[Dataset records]
====

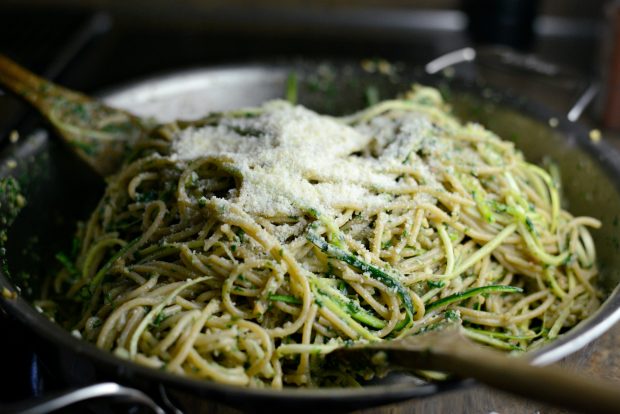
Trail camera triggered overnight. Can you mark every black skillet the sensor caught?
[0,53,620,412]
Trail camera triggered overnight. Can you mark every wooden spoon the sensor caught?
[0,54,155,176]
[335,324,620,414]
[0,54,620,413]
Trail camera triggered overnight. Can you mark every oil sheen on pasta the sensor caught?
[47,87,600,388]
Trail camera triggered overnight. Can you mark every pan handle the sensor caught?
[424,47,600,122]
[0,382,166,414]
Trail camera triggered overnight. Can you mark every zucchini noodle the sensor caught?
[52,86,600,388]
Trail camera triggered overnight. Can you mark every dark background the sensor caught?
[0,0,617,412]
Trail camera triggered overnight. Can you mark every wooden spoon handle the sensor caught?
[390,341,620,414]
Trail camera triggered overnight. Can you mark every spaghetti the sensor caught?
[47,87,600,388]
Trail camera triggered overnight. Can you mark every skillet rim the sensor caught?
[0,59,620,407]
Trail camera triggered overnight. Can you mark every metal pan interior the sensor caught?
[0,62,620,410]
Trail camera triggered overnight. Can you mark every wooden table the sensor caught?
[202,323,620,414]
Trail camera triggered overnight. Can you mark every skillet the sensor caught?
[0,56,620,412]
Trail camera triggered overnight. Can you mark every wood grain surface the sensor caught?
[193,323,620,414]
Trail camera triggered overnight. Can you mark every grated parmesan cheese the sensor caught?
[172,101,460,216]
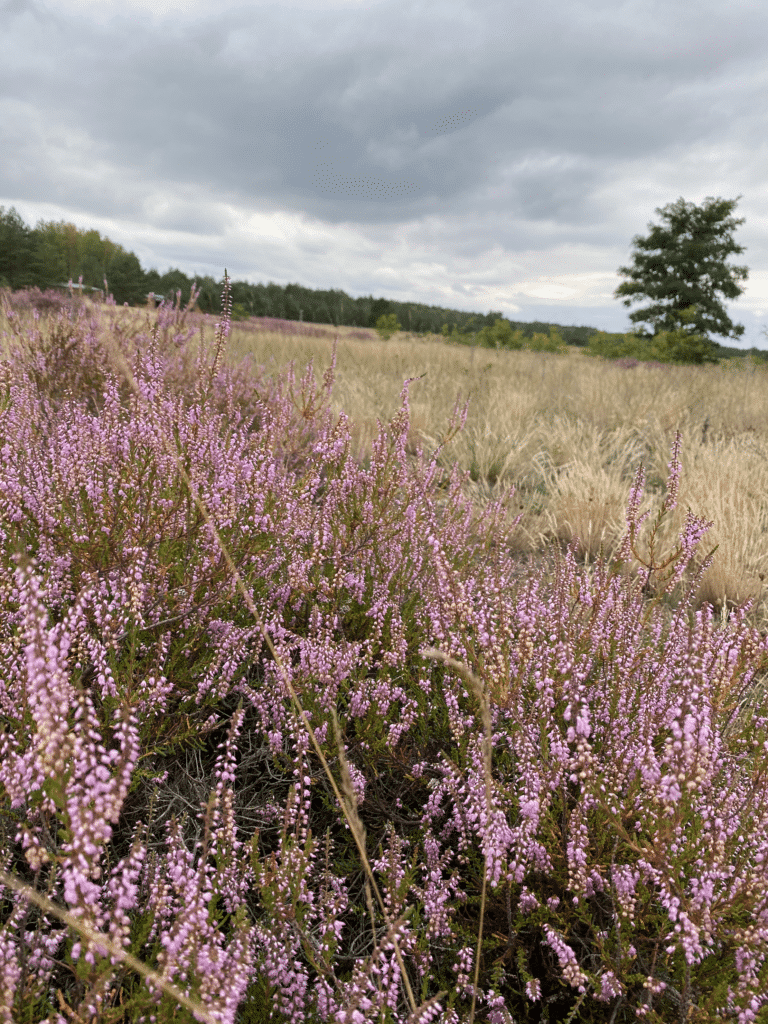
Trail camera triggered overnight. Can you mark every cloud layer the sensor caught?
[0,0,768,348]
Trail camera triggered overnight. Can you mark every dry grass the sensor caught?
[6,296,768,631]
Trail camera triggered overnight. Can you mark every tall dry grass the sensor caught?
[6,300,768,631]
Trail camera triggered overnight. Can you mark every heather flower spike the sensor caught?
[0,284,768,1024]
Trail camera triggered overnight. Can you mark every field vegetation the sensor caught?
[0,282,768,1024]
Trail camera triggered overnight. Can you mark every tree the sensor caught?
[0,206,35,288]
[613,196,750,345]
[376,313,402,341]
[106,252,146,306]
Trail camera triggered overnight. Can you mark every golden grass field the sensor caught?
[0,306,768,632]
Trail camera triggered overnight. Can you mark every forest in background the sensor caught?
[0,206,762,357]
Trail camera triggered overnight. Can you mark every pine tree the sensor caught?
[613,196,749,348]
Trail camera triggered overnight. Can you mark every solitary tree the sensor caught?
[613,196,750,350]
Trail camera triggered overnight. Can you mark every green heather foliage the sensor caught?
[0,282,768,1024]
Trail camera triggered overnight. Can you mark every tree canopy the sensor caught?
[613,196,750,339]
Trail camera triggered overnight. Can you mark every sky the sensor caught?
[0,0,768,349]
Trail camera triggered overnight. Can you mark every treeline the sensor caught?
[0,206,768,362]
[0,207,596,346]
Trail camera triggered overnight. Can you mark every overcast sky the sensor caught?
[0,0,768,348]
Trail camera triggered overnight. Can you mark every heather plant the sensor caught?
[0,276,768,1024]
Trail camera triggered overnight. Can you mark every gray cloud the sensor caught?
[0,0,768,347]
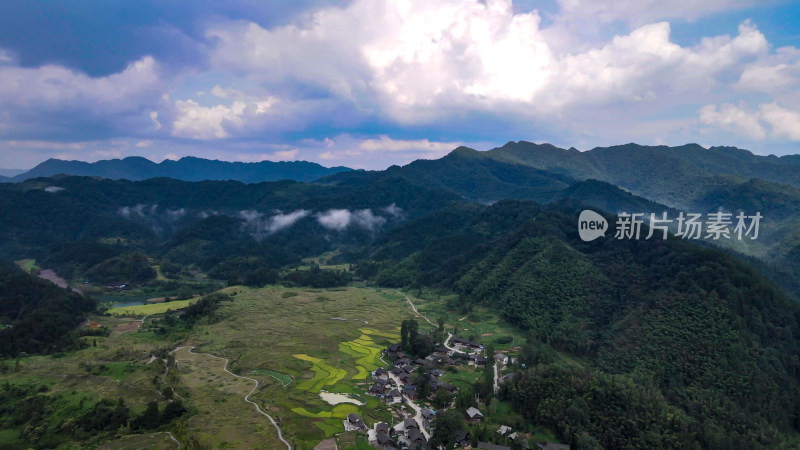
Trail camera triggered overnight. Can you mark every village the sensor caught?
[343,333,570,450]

====

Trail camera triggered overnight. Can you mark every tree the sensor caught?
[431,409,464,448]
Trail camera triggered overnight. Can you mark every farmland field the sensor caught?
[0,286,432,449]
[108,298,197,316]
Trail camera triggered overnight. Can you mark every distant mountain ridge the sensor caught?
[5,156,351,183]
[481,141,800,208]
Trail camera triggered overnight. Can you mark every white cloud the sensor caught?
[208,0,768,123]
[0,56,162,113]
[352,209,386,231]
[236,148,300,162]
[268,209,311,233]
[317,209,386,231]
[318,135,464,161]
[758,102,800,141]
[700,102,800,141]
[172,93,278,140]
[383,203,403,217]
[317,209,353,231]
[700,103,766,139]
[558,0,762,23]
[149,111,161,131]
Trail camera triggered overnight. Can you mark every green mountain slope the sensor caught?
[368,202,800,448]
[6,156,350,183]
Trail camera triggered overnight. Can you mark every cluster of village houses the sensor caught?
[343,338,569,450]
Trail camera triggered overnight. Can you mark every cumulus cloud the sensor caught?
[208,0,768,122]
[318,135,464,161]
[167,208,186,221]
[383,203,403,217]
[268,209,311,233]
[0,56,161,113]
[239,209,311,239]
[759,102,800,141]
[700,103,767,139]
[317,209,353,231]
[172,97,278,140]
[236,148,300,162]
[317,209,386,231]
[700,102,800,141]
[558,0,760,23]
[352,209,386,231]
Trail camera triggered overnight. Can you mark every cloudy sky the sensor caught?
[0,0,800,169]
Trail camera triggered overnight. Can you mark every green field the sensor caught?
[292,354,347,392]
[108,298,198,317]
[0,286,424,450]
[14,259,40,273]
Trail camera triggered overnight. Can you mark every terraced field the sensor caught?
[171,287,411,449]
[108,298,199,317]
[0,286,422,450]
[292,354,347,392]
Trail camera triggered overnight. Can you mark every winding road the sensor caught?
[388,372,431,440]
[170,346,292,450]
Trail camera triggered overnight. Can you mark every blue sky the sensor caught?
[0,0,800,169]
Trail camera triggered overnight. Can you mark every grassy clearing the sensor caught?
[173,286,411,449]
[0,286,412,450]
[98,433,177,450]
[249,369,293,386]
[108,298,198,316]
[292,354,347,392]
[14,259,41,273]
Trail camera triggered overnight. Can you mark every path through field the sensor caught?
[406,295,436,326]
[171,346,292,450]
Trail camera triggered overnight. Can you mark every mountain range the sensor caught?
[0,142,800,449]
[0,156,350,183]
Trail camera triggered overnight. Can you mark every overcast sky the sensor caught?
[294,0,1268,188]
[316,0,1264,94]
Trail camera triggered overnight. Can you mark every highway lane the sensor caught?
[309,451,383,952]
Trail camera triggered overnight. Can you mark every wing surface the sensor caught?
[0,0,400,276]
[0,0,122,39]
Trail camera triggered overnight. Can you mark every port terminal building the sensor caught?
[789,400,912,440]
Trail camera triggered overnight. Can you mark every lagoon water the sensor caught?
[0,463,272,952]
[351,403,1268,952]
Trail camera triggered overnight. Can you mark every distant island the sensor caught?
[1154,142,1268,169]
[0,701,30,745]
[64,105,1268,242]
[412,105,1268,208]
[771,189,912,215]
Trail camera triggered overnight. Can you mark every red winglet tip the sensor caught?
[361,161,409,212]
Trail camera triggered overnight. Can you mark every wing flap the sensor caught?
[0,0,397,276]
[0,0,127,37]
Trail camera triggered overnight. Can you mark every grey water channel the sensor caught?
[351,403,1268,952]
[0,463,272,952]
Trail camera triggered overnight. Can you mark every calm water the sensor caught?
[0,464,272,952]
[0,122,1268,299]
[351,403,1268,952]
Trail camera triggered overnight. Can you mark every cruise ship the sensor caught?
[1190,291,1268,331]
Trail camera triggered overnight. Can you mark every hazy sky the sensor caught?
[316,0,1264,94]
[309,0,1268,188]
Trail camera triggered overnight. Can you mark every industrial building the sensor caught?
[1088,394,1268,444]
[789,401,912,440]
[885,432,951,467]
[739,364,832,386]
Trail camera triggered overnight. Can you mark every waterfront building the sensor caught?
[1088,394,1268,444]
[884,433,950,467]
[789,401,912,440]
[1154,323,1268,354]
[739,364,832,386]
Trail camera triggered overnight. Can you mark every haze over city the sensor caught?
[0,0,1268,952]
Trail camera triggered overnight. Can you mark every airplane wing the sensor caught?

====

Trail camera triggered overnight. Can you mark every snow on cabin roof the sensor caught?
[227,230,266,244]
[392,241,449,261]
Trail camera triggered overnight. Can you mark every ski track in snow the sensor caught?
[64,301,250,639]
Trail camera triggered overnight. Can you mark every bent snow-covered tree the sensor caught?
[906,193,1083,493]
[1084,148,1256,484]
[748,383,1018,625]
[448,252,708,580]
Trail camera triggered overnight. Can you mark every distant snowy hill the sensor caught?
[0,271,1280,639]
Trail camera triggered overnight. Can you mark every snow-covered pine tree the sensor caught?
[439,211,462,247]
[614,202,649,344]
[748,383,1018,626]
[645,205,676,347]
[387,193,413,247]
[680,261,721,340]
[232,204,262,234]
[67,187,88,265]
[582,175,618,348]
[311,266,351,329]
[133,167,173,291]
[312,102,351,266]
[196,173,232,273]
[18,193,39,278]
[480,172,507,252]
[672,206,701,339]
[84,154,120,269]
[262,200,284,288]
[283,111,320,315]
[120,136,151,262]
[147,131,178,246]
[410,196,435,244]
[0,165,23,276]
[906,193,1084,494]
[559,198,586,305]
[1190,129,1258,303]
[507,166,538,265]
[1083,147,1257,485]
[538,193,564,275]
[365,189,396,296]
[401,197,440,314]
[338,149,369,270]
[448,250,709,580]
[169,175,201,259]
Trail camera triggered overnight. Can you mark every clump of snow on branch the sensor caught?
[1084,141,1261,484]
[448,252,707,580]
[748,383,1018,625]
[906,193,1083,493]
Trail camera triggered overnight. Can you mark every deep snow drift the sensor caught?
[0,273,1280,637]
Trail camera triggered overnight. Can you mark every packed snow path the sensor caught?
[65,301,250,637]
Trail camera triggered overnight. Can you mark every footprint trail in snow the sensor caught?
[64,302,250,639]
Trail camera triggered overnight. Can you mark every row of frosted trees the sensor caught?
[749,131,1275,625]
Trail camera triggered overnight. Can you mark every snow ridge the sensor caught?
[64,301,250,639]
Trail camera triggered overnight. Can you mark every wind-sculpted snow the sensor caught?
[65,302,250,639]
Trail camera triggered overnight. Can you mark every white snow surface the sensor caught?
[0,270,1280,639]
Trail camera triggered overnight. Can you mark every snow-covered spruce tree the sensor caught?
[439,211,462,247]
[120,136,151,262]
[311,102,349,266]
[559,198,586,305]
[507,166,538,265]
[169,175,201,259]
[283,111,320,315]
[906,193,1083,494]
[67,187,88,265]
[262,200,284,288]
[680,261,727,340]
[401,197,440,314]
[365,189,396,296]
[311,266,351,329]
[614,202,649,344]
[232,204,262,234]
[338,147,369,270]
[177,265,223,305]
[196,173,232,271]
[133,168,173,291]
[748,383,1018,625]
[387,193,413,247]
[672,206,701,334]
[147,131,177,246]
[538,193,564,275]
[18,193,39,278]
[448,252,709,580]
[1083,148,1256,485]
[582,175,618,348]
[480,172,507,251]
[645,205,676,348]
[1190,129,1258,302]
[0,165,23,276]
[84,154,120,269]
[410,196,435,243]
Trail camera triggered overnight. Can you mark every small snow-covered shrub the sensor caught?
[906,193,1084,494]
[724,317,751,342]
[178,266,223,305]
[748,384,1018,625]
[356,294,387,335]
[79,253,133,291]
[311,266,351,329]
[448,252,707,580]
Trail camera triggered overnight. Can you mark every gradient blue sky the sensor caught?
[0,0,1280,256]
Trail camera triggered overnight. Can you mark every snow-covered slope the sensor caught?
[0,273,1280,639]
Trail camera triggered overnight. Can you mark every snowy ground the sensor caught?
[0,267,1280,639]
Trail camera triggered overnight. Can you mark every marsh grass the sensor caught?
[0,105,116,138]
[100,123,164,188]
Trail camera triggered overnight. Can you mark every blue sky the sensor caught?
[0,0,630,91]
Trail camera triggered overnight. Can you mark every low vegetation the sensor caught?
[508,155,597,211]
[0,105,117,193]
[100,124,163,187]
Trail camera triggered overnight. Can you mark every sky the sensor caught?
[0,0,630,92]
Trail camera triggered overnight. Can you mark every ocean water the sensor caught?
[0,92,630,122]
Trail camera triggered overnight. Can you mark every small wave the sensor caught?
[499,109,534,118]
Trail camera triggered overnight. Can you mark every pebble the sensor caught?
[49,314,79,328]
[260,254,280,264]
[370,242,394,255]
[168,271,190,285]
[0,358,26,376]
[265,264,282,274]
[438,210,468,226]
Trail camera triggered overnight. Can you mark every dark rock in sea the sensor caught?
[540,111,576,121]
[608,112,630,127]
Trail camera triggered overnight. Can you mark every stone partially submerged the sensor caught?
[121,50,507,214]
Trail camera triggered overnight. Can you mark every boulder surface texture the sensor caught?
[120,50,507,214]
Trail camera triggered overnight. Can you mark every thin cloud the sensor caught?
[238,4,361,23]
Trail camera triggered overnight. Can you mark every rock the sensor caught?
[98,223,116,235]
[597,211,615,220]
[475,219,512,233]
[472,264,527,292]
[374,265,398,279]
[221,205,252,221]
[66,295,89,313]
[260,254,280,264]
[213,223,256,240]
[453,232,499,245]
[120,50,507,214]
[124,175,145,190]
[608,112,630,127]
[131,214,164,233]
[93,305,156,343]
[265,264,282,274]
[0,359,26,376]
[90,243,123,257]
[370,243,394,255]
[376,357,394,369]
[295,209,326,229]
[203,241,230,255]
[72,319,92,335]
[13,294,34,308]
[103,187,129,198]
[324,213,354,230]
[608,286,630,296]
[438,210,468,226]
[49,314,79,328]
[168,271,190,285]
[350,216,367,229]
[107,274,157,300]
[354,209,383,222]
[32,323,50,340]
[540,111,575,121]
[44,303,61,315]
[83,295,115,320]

====

▶ [SHORT PROBLEM]: Rescale the entries from the line containing "Trail camera triggered overnight. Can you mark every black" through the line containing "[0,59,620,407]", inclusive, writing every line out again with its request and multiplying each bounding box coordinate in the answers by 1.7. Round each result to the nearest whole number, with halves rounded up, and leave the requests unchanged.

▶ [EXERCISE RESPONSE]:
Trail camera triggered overnight. Can you mark every black skillet the sensor caught?
[0,90,1054,700]
Trail camera triggered overnight. Can you mark every wooden spoon the sensor caught?
[0,92,264,299]
[570,551,1054,704]
[0,92,1054,702]
Trail camera triggered overnight. Can you mark every oil sheen on pasta the sensor caught?
[80,148,1020,660]
Trail camera triggered overnight. Can you mark every pan handle the sensor caught?
[721,80,1020,207]
[0,649,282,704]
Trail camera triggered overnight. Can you mark every zucchini noodle the sensor caught?
[88,146,1020,660]
Trail camera triggered overnight. Can you mark every dark background the sensor caught?
[0,0,1049,700]
Trail camera triggered overnight. Can you mark every wooden spoon handle the sensor caught?
[663,580,1054,704]
Trail camera triggered overnight. Can you mark every spaghetti the sensor caught?
[80,148,1020,660]
Trail camera triggered overnight. Can you mark every skillet rim the sensor caught?
[0,100,1054,692]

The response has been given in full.